Goal A:
Answer these about the post on SBT recompilation:
(i) What does the author say the focus is on?
(ii) In the example alteration, the type signature of f changes from what to what?
(iii) In practice, what does SBT recompile when a public method type signature changes?
Goal B: Reproduce the part of the post on SBT recompilation starting at "class G3(val x: String)" and ending at "- def f(x: String) = x.size*(x.size-1)", word for word.

____ Given passage

Feeling stuck in a rut? Does programming make you feel bored, staring at the ceiling, waiting for your code to compile? I was in that place too. But over time, I've learned a few tricks to spice up my life and make my code compile faster. But it's not just compilation - when I made this change, I also discovered that my code become a lot cleaner and easier to work with. Dependency injection became easy and refactoring was a breeze.
Static type systems are often criticized as Bondage & Discipline programming, in contrast to the more flexible type systems of Python/Clojure/etc. But once I tried it out, I discovered I liked it. And you might too.
Before I continue, let me emphasize that my focus is on incremental compilation speed. This is how long it takes SBT to recompile when you have ~ compile
running in a console, and in my view this is what makes compilation feel slow. A large codebase will take you multiple minutes to compile from start to finish, but this will rarely slow you down when developing. In contrast, if recompiling takes 2 minutes after you edited 1 line of code, that will slow you down.
How SBT recompilation works
The incremental compiler that ships with SBT is not as smart as it should be. Near as I can tell (note: I haven't looked at SBT's codebase, this is by observation), a request for recompilation is triggered whenever a file is changed. So if you change a file, the file will need to be recompiled. This cannot be escaped.
However, if you change an interface, a lot more needs to be recompiled. In principle, if you change a public method type signature, any class which uses that definition must be recompiled. In practice SBT is not smart enough to do that - if you change a public method type signature, then any class which uses the class you changed will be recompiled.
So for example:
class G(x: String)
class G2(val x: String, val y: Int) extends G(x)
class G3(val x: String) extends G(x)
class Foo {
def f(x: String) = x.size*(x.size-1)
def g(x: String) = new G2(x, x.size)
}
In a separate file:
object User {
val foo: Foo = new Foo
def h(x) = foo.g(x)
}
Changing a type signature
Consider an alteration:
- def f(x: String) = x.size*(x.size-1)
+ def f(x: String) = (x.size*(x.size-1)).toLong
We've changed the type signature of f
from String => Int
to String => Long
. Now the file containing User
must be recompiled.
Changing a type signature, part deux
Now consider a slightly different variation:
- def g(x: String) = new G2(x, x.size)

________
____ Extracted entries

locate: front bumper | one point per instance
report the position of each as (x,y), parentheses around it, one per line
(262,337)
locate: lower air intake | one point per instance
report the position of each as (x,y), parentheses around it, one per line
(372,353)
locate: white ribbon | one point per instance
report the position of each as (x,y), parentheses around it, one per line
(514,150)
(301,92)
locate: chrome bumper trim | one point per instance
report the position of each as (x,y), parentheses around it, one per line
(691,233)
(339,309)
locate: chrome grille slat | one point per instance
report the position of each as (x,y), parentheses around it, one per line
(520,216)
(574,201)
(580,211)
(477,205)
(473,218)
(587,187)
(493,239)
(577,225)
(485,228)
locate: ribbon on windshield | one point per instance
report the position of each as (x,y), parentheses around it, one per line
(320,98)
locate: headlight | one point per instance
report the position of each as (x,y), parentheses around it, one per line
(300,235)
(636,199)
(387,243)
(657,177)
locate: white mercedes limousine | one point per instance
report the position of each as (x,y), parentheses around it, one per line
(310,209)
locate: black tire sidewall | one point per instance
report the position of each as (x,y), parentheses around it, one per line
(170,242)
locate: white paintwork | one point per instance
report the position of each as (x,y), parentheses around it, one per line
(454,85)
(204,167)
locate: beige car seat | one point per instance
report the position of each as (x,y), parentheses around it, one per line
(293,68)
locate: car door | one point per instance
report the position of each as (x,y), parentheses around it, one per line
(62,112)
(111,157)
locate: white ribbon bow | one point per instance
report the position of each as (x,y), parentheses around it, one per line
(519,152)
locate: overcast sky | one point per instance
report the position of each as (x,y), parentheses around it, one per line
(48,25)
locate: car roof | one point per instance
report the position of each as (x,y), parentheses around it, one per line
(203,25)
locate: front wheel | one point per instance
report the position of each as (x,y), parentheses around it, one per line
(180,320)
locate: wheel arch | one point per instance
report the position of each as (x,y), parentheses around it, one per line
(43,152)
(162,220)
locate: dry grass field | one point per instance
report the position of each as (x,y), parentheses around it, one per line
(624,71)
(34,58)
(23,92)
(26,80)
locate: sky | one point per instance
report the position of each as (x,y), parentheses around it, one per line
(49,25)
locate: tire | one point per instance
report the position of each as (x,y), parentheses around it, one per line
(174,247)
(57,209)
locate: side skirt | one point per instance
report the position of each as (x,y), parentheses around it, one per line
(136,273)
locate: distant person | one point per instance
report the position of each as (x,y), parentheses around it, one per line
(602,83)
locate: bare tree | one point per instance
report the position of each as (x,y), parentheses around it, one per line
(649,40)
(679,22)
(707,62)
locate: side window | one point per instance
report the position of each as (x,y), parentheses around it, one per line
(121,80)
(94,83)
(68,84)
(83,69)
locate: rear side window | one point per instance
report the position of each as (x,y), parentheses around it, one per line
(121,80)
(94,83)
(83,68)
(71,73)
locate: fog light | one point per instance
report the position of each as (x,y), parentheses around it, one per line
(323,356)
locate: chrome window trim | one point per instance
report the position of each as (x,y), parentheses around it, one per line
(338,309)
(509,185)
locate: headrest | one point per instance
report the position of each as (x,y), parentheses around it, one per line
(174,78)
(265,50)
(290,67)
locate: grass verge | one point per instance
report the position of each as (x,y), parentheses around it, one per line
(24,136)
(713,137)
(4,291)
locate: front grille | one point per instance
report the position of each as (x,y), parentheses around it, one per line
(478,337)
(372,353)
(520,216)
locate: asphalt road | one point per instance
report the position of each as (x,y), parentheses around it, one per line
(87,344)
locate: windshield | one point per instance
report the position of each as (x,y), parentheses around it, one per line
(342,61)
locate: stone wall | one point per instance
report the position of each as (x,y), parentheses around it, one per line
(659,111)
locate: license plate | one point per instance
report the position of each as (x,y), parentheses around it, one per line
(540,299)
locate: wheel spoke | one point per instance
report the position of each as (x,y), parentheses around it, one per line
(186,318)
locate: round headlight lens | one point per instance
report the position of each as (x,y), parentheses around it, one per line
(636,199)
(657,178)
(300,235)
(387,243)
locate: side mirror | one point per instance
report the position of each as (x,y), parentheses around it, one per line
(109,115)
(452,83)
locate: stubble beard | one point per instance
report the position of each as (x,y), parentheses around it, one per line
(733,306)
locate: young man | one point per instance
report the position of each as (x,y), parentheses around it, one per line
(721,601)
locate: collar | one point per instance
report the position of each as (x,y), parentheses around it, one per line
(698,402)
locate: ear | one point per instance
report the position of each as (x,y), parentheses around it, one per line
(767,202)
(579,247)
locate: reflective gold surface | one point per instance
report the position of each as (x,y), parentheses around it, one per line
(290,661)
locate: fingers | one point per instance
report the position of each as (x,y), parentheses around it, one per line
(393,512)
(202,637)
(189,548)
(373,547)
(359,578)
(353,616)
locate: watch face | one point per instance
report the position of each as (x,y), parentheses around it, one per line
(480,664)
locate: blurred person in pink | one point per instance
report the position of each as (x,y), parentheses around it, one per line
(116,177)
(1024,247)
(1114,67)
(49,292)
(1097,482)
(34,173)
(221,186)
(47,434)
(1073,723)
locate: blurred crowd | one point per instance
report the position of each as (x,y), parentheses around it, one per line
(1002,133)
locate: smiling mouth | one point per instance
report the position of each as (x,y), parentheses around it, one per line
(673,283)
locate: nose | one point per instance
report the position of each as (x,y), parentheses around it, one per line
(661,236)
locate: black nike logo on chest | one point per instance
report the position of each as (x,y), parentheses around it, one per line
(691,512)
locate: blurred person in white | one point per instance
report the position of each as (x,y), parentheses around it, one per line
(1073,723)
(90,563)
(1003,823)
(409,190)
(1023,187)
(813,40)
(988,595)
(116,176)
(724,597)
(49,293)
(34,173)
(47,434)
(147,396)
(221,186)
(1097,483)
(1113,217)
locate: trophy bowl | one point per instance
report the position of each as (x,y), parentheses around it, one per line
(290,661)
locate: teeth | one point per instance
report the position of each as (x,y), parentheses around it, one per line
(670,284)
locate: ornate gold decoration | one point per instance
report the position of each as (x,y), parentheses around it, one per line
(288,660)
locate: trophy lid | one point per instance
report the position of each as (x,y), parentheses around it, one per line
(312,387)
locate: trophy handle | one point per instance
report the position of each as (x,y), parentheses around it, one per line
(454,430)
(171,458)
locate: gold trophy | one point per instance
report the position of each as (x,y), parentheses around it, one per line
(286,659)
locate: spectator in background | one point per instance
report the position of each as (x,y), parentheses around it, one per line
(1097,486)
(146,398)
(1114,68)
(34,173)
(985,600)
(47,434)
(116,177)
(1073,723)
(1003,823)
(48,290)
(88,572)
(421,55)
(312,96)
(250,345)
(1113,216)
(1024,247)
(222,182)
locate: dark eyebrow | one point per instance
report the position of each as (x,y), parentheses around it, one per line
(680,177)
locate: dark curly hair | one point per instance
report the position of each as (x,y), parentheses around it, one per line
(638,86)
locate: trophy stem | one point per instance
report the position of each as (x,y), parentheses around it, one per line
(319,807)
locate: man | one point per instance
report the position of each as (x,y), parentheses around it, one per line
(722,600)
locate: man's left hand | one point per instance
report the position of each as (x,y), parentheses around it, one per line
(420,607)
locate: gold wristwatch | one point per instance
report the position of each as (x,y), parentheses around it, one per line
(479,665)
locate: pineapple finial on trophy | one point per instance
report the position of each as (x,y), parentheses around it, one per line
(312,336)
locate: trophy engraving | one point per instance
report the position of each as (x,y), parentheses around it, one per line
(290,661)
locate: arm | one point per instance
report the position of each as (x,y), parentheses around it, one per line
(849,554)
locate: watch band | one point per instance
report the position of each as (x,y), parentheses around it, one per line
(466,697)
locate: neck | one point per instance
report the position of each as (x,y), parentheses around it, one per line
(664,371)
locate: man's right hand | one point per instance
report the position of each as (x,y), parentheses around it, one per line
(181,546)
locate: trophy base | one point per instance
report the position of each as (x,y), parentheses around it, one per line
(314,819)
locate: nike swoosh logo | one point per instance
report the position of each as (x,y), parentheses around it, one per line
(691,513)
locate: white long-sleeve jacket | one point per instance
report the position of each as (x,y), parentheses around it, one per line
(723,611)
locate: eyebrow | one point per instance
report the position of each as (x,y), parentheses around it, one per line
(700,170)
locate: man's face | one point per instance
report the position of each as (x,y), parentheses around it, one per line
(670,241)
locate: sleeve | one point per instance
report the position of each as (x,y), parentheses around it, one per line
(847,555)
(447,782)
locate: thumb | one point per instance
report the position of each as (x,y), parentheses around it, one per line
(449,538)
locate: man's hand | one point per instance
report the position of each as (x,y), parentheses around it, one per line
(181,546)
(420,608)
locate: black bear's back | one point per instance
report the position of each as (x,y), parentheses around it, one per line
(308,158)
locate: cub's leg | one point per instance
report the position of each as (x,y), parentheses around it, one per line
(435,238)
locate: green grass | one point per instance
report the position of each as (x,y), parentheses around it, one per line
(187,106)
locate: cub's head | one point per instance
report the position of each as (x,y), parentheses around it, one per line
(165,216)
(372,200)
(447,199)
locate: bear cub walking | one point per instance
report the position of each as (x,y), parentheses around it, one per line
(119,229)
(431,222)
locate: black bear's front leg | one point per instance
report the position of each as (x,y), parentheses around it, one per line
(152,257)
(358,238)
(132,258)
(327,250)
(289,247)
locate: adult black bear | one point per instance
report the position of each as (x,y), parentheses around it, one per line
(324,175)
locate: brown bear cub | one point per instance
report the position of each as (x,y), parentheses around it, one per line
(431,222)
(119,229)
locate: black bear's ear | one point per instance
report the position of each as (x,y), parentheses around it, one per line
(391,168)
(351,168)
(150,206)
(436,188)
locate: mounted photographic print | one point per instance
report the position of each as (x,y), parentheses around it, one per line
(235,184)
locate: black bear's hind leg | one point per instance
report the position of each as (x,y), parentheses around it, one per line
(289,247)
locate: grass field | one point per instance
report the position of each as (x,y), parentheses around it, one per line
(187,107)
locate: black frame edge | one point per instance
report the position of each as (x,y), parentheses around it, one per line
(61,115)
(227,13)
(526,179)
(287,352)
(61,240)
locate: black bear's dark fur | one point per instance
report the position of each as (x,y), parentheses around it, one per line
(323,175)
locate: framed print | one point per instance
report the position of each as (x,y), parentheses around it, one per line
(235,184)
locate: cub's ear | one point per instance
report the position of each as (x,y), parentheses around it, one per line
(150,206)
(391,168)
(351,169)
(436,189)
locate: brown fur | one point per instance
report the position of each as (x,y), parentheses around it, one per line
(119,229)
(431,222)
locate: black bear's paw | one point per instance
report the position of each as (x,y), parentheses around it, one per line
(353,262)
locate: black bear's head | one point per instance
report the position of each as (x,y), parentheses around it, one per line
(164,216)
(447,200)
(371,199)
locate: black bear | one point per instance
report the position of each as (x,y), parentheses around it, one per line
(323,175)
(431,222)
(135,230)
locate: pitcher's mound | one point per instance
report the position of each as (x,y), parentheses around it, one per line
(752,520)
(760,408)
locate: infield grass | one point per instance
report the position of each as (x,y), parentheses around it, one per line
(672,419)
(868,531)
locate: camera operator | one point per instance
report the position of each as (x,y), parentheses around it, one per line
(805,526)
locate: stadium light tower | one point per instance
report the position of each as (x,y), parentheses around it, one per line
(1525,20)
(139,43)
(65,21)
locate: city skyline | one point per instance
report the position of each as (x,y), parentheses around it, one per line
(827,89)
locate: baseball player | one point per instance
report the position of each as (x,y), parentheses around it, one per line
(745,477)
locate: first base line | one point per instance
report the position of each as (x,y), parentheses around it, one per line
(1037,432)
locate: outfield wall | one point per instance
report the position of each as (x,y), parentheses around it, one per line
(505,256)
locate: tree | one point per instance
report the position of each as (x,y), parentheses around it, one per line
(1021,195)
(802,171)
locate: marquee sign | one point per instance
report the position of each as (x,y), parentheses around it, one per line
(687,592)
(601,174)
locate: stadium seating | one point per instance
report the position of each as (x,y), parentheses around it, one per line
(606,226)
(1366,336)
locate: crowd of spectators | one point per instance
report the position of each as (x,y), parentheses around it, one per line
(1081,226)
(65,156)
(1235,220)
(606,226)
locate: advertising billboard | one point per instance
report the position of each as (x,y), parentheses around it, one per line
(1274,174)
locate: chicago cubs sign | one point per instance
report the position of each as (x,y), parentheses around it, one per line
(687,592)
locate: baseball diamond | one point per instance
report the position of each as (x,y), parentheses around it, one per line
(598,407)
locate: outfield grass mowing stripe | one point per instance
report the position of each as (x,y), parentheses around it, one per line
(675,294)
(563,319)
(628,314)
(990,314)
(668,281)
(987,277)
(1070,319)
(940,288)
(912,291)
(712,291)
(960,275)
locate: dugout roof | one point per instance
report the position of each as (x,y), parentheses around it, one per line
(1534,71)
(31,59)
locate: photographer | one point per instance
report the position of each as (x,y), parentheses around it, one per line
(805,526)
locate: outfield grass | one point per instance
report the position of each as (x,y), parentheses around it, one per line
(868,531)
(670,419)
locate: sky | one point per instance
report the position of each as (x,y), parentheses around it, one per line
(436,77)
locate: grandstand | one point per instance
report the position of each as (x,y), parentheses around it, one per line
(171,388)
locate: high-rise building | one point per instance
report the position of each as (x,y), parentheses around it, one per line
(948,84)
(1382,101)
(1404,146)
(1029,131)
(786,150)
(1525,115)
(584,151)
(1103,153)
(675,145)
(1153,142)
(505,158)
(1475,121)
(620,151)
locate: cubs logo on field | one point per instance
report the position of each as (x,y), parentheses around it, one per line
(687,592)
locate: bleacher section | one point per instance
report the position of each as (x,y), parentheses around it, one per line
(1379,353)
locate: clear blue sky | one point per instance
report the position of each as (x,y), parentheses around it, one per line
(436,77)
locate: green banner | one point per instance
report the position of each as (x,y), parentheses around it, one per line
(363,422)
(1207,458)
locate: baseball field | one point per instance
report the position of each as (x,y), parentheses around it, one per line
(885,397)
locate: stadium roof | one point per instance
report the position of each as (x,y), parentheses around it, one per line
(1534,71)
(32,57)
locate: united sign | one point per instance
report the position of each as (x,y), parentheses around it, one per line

________

Final answer A:
(i) Incremental compilation speed.
(ii) From String => Int to String => Long.
(iii) Any class which uses the class that was changed.

Final answer B:
class G3(val x: String) extends G(x)
class Foo {
def f(x: String) = x.size*(x.size-1)
def g(x: String) = new G2(x, x.size)
}
In a separate file:
object User {
val foo: Foo = new Foo
def h(x) = foo.g(x)
}
Changing a type signature
Consider an alteration:
- def f(x: String) = x.size*(x.size-1)